▶ What the task requires
The range runs from the line containing "Target: tank track" through the last line of the material below; retype it exactly, leaving out the pictures.

★ ★ ★

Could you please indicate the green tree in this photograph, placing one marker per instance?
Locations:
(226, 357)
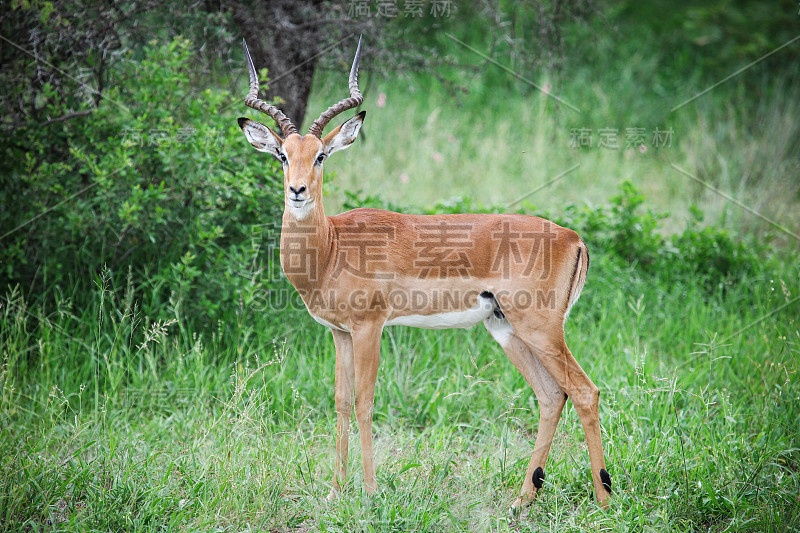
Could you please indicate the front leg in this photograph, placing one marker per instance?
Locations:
(345, 381)
(366, 350)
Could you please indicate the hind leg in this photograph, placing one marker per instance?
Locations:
(549, 395)
(547, 342)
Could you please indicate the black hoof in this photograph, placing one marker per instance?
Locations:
(605, 478)
(538, 477)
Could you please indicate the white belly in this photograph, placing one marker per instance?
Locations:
(448, 320)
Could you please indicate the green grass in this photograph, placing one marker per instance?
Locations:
(234, 430)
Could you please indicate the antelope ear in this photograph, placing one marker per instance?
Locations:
(344, 135)
(261, 137)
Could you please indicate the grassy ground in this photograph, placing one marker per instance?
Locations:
(111, 423)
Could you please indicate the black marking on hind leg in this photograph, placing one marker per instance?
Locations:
(498, 313)
(606, 479)
(538, 477)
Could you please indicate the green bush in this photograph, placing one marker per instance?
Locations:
(158, 179)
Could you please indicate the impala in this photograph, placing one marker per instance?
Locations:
(363, 270)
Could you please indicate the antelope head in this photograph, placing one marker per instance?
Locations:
(302, 156)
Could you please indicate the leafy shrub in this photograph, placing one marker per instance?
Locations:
(158, 178)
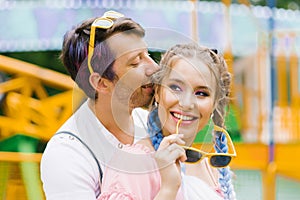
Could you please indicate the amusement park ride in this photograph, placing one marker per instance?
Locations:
(266, 109)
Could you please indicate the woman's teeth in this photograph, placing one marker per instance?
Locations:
(183, 117)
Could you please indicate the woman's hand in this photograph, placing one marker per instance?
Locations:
(167, 158)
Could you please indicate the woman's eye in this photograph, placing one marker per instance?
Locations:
(201, 93)
(175, 88)
(136, 61)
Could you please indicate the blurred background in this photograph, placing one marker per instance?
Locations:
(260, 40)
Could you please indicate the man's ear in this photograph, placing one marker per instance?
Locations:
(98, 83)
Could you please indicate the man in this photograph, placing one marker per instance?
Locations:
(109, 61)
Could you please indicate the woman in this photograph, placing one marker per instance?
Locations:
(192, 87)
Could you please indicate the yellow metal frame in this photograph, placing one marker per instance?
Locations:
(28, 108)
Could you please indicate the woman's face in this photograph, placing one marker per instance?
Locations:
(187, 94)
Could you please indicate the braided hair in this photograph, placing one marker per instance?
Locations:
(218, 67)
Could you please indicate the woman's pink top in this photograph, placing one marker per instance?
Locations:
(120, 184)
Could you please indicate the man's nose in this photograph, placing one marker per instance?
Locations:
(151, 66)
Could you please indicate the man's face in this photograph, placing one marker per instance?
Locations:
(133, 67)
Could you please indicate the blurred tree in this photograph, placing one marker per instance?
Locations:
(286, 4)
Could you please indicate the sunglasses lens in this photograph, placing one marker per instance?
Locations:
(192, 156)
(103, 23)
(220, 161)
(113, 15)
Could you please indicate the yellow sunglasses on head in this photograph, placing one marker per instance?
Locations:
(104, 22)
(217, 160)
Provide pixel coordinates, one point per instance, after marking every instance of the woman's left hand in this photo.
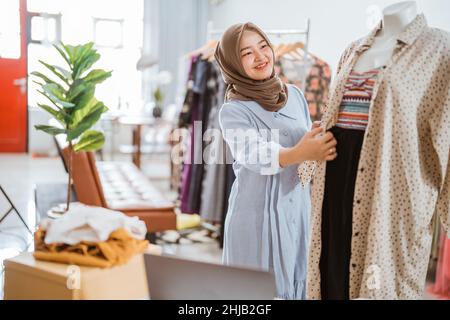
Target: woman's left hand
(316, 124)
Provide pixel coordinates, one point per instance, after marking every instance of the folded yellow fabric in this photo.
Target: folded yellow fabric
(118, 249)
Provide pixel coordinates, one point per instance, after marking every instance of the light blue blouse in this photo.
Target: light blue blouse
(267, 223)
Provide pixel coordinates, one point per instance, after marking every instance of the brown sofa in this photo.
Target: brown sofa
(120, 186)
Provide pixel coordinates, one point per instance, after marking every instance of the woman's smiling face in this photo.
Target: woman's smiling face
(256, 56)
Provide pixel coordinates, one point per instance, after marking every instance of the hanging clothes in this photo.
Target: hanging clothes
(316, 83)
(204, 186)
(214, 191)
(404, 169)
(441, 286)
(340, 183)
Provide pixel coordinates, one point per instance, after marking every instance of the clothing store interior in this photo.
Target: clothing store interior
(117, 180)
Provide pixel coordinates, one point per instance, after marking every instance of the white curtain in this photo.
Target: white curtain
(172, 28)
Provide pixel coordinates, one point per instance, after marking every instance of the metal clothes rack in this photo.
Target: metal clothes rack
(12, 208)
(302, 33)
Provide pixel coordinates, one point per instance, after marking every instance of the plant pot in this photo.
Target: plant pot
(157, 111)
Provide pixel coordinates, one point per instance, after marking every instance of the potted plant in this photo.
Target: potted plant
(70, 91)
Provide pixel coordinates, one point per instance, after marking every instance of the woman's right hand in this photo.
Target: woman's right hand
(316, 145)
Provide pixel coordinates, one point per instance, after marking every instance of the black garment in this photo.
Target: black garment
(337, 214)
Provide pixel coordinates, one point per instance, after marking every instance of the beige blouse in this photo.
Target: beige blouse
(404, 170)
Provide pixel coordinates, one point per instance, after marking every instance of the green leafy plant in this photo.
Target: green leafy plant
(70, 91)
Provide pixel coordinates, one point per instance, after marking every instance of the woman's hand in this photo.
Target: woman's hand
(315, 145)
(316, 124)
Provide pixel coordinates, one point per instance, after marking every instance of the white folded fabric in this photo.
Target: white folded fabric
(86, 223)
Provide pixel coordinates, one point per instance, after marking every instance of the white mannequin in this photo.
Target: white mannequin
(395, 19)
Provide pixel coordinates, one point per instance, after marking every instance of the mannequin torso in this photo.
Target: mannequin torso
(395, 19)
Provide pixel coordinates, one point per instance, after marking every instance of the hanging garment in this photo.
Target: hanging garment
(213, 196)
(404, 168)
(441, 286)
(316, 75)
(267, 222)
(340, 179)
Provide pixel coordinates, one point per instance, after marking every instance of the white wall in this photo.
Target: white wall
(334, 24)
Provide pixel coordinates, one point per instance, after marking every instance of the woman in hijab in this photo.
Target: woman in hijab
(266, 125)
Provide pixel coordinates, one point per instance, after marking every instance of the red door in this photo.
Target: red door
(13, 76)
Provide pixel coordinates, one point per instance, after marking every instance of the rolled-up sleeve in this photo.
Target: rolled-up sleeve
(439, 123)
(256, 150)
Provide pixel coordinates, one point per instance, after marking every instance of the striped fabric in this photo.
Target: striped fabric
(354, 108)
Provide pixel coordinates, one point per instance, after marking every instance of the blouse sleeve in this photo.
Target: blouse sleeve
(439, 123)
(250, 147)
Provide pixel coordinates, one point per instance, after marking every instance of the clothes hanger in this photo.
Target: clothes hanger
(206, 47)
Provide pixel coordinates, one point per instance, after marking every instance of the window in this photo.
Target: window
(9, 29)
(116, 28)
(45, 27)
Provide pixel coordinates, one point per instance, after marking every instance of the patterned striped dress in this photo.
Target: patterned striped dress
(354, 109)
(340, 177)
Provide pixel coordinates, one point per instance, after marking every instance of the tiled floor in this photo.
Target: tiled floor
(18, 175)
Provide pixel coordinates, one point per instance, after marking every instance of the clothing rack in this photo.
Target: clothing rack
(212, 33)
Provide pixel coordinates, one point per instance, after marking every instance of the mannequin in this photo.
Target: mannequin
(389, 110)
(395, 19)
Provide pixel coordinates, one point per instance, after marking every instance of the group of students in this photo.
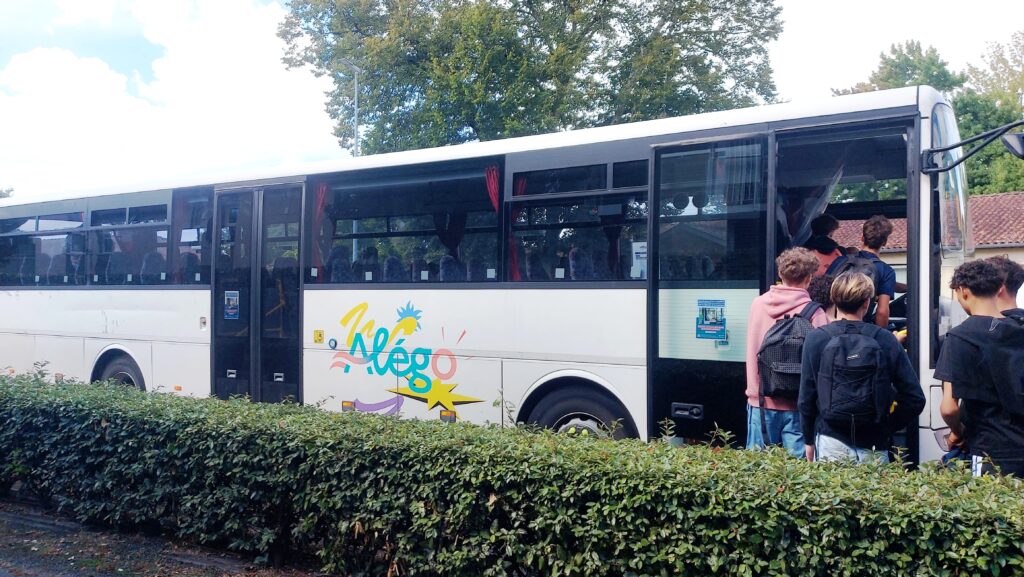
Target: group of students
(833, 386)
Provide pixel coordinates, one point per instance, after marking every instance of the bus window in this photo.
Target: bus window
(711, 213)
(435, 225)
(850, 175)
(192, 218)
(578, 239)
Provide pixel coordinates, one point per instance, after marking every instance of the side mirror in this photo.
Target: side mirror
(1015, 143)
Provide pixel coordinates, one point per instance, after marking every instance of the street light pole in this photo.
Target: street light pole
(355, 121)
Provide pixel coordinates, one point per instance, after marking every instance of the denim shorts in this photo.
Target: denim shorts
(783, 428)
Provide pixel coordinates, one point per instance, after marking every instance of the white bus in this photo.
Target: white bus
(564, 279)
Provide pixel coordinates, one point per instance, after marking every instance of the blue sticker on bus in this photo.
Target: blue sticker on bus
(230, 305)
(711, 319)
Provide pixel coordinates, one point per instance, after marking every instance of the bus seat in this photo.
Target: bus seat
(153, 264)
(394, 271)
(42, 262)
(189, 265)
(451, 271)
(117, 269)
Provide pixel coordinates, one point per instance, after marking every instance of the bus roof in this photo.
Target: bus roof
(922, 96)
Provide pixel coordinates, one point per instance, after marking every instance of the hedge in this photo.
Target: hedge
(381, 496)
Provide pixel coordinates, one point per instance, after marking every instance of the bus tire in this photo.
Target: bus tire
(123, 370)
(583, 410)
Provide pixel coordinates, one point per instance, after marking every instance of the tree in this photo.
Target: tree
(438, 72)
(908, 65)
(995, 97)
(1004, 77)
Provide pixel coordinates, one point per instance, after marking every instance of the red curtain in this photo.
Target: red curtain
(320, 211)
(518, 188)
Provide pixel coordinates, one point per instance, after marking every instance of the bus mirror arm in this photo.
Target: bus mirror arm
(1014, 142)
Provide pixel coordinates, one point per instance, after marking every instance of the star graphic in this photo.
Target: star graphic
(438, 394)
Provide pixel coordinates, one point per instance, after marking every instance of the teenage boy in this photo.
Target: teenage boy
(977, 367)
(875, 236)
(781, 420)
(851, 374)
(1012, 275)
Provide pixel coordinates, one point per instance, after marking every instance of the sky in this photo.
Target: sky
(98, 93)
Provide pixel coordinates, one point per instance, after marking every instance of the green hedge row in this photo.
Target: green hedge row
(381, 496)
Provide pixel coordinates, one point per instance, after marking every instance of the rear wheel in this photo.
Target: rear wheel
(123, 370)
(580, 410)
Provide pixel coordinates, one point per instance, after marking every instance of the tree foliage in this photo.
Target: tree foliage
(908, 65)
(438, 72)
(995, 97)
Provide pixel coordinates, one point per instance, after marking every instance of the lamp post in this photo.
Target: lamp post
(355, 121)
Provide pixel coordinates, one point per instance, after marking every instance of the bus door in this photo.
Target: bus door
(707, 262)
(256, 298)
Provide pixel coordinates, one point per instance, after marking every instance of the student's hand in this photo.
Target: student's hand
(901, 336)
(954, 440)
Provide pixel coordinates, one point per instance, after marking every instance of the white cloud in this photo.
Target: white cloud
(219, 99)
(76, 12)
(828, 45)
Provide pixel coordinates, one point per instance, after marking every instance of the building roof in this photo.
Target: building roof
(996, 219)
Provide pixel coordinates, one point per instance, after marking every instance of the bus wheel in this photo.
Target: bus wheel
(123, 370)
(579, 410)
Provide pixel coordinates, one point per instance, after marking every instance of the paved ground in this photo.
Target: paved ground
(34, 543)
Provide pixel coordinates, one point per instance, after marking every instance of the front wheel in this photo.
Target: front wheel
(580, 410)
(123, 370)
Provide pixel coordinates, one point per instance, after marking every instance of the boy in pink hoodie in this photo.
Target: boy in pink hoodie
(796, 266)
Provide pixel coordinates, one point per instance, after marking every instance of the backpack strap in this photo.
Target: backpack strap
(809, 311)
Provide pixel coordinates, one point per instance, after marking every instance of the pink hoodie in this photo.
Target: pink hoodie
(770, 306)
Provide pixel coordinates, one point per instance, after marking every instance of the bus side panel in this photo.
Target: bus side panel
(64, 355)
(627, 383)
(327, 384)
(452, 342)
(180, 368)
(696, 366)
(70, 329)
(15, 353)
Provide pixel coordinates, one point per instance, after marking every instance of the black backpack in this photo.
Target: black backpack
(1001, 364)
(854, 381)
(854, 263)
(779, 358)
(1015, 315)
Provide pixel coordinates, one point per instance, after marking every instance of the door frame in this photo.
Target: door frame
(256, 190)
(653, 239)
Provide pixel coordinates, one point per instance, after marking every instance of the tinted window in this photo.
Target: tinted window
(576, 178)
(192, 220)
(625, 174)
(582, 239)
(432, 224)
(19, 224)
(60, 221)
(109, 217)
(712, 212)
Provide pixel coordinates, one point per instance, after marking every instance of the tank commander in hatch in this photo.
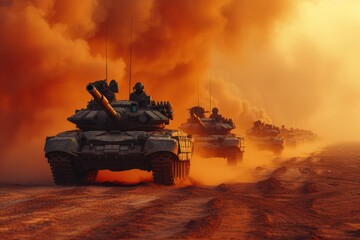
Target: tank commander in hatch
(139, 95)
(108, 90)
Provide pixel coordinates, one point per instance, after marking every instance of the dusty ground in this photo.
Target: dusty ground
(313, 197)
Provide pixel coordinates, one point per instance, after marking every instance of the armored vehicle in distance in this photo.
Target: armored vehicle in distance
(266, 137)
(119, 135)
(294, 137)
(212, 135)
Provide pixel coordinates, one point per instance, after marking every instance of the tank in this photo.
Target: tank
(266, 137)
(119, 135)
(212, 135)
(294, 137)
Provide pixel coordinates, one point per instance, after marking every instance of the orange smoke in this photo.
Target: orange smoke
(50, 47)
(261, 56)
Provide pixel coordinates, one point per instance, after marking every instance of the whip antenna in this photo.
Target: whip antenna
(106, 40)
(210, 91)
(130, 65)
(198, 93)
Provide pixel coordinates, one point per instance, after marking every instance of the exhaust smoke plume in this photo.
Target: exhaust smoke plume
(292, 63)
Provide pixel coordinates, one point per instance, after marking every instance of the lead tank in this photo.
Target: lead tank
(119, 135)
(212, 135)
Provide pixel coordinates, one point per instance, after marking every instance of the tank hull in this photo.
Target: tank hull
(88, 151)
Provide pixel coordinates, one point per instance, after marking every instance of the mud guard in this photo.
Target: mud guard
(154, 145)
(67, 145)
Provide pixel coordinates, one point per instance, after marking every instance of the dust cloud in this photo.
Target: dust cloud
(291, 63)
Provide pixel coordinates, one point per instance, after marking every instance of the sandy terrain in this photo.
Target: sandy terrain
(313, 197)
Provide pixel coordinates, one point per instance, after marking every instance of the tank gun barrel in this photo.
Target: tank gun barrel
(198, 120)
(102, 100)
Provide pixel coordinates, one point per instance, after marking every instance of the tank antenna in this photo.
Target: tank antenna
(130, 64)
(106, 40)
(210, 91)
(198, 93)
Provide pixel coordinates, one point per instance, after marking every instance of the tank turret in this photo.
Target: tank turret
(214, 124)
(137, 114)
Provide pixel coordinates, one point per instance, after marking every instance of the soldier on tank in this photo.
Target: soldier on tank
(139, 95)
(108, 90)
(198, 111)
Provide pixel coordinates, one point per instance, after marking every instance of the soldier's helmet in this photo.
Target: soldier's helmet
(139, 87)
(215, 111)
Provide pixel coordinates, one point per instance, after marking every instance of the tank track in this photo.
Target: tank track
(65, 173)
(167, 170)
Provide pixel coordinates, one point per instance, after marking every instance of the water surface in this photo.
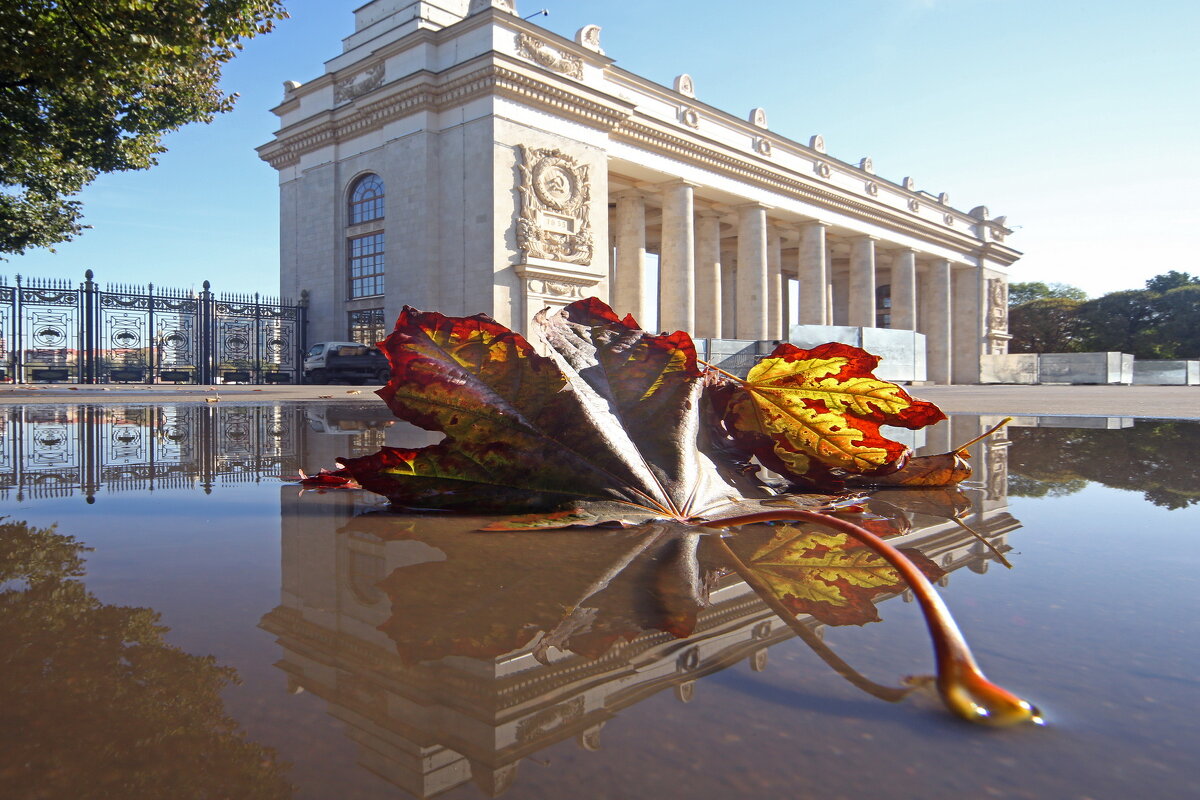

★ ★ ★

▶ Your response
Target: tank track
(65, 173)
(167, 170)
Provide pixel coordinates, one point per instance, after marking every instance of the water surface in this photo.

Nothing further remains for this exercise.